Приведя в систему намеченные условия, мы действительно находим период времени, когда все названные обстоятельства сошлись. Имеем ввиду 1424 г. и 1425 г. В 1424 г. состоялся крупный поход ордынского хана на Одоевское княжение, причем ему предшествовал годом ранее набег, правда, успешно отраженный. По получении известия о походе, великий литовский князь Витовт (Витаустас) отправил посла в Москву с настоятельным призывом «послать помочь на царя». Одновременно он направил весьма крупные силы одоевскому князю Юрию Романовичу Ордынцы были разбиты, но «мос-ковская сила не поспела», хотя, несомненно, была собрана и направлена к театру военных действий (в награду Витовт отослал в Москву одну из плененных ханш). Участие князя Федора Андреевича со стародубской ратью в данном мероприятии весьма вероятно. По дороге к месту сбора или после незавершенного похода он имел возможность и мотив для посещения Троице-Сергиева монастыря — у многих на слуху было и недавнее обретение мощей старца, и редкое для той эпохи возведение каменного храма в обители, удаленной от городских центров. Поскольку в Москву и из Москвы князь Стародубский со своими войсками шел, скорее всего, через Владимир—Суздаль—Юрьев-Польский с выходом на переславскую дорогу, постольку небольшой крюк с заездом в Троицкую обитель не составлял большого труда для князя с сыновьями и ближней свитой [16].
---------------
• Описание задания
Ответьте, пожалуйста, на вопросы по тексту о походе 1424 года:
1. На какое княжение был направлен крупный поход ордынского хана в 1424 г.?
2. Что Витовт отослал в Москву в награду?
3. Через какие города, скорее всего, шел со своими войсками князь Стародубский в Москву и из Москвы?
---------------
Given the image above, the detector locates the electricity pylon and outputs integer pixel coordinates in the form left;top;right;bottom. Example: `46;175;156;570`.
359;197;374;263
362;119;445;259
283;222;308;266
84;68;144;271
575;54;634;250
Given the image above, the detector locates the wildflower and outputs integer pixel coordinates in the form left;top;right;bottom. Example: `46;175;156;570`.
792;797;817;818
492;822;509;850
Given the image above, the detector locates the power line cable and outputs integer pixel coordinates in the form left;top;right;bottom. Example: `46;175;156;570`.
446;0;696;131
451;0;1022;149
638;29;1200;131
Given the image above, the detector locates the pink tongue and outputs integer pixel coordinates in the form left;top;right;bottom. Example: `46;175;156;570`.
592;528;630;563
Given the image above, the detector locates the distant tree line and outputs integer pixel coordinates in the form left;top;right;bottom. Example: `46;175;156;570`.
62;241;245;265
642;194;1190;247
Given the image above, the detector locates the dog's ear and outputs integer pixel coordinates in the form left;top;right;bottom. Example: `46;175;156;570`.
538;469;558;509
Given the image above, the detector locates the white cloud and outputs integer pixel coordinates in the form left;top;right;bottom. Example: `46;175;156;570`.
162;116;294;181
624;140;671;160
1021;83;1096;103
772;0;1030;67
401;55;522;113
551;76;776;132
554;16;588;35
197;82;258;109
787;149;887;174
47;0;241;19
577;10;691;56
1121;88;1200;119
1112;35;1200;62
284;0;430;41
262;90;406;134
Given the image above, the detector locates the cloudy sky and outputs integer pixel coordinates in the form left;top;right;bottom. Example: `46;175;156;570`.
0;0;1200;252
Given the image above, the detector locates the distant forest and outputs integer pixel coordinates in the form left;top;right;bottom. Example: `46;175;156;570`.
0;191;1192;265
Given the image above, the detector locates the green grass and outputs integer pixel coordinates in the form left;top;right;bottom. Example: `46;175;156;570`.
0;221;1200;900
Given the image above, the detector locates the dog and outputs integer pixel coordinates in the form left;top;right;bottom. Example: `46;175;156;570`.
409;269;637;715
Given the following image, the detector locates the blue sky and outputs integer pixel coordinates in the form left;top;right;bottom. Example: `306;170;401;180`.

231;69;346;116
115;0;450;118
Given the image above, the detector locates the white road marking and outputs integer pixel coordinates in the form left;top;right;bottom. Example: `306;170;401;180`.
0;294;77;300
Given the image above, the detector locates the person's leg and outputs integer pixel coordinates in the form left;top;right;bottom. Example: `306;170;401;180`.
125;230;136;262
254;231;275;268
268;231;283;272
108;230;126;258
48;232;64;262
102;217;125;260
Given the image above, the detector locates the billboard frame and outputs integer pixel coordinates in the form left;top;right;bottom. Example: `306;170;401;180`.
---------------
• Ожидаемый ответ
1. На Одоевское княжение.
2. Одну из плененных ханш.
3. Через Владимир, Суздаль и Юрьев-Польский с выходом на переславскую дорогу.